== Dataset records ==

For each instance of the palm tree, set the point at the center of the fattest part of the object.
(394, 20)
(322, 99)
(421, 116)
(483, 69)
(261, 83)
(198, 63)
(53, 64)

===

## [Short exercise]
Copy the lines above word for word.

## [Written response]
For each instance of the palm tree, set the point at the center of the fattest part of the object.
(394, 20)
(322, 99)
(421, 116)
(483, 69)
(261, 83)
(198, 63)
(53, 64)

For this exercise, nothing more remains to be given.